◆ TASK 1: In the profile below, what did Worker Owned Network become in 1991?

This energetic woman devotes her talents to fighting poverty in rural Appalachia. In 1984, she and co-founders Marty Zinn and Roger Wilkens developed Worker Owned Network, a nonprofit organization dedicated to small businesses developed by low-income citizens.
WON became the Appalachian Center for Economic Networks in 1991. With an emphasis on worker-owned cooperatives, Holley and the ACEnet team assist people from farmers to entrepreneurs in creating specialty food and computer technology businesses in Appalachian communities.
"Basically what we're trying to do is work with other people in the community to make this economy healthier," Holley said. "We want an economy where people are working together and being creative and where people's gifts are able to be developed."
Holley used her creative gifts to combat poverty long before developing ACEnet.
She credits her parents with giving her a sense of social consciousness, recalling that they always did what they could for people less fortunate than themselves.
Holley, a mother of one, has two master's degrees, including one from Ohio University. In between undergraduate and postgraduate studies, she lived on farms and taught at inner-city high schools in Pittsburgh and Philadelphia. She also worked with a senior citizens center in West Virginia, where she helped to make seniors aware of their eligibility for government aid.
Since then, Holley's efforts have earned her a place in the Ohio Women's Hall of Fame and an invitation to the 1995 United Nations Conference on Women in Beijing, where she presented two workshops.
To share her ideas with a larger audience, she has written more than 25 articles about community economic development. Holley recently wrote her first book, which focuses on business strategies to pull women out of poverty.
"She has a lot of energy, personal energy," said Zinn, co-founder of ACEnet. "She cares about the world and social justice. She wants people to be able to live the kind of life they want to live and have the economic opportunities that everyone should have."
At ACEnet, Holley works to achieve that goal everyday. Some of its greatest success stories are leading businesses in Athens.
Casa Nueva and Cantina, 4 West State St., and Crumbs Bakery, 94 Columbus Road, both started with ACEnet.
To help small businesses such as these, ACEnet developed the Community Kitchen Incubator, a production facility where entrepreneurs rent equipment to make food.
"The facility is equipped with large equipment," said Jeremy Bowman, baker and part owner of Crumbs Bakery. "It has a walk-in refrigerator and freezer. That's very useful to us."

◆ TASK 2: Give the part of the dataset items listing that opens at its start and closes with the line containing "POLYGON ((169 260, 151", both ends included, as a numbered list. Leave out the pictures and any blank lines.

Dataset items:
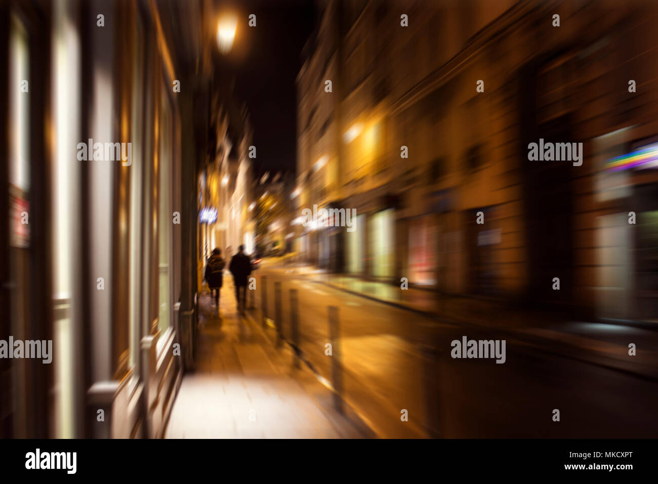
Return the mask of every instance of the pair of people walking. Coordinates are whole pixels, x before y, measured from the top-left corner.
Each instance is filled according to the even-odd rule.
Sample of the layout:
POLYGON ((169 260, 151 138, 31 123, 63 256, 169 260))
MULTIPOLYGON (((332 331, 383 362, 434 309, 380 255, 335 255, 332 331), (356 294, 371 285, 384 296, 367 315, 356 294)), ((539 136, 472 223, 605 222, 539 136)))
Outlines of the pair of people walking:
MULTIPOLYGON (((211 296, 215 296, 215 304, 219 311, 219 292, 223 283, 223 273, 226 263, 222 258, 222 251, 214 249, 206 264, 204 279, 211 290, 211 296)), ((233 275, 233 283, 236 286, 236 302, 238 312, 243 313, 247 301, 247 282, 251 273, 251 261, 244 253, 244 246, 240 246, 238 254, 231 259, 228 270, 233 275)))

◆ TASK OUTPUT 1: It became the Appalachian Center for Economic Networks.

◆ TASK OUTPUT 2:
1. Return the mask of every instance of the pair of people walking. Coordinates are whole pixels, x before y, measured from the top-left corner.
2. Each instance is filled according to the even-odd rule.
3. Sample of the layout:
4. POLYGON ((169 260, 151 138, 31 123, 63 256, 169 260))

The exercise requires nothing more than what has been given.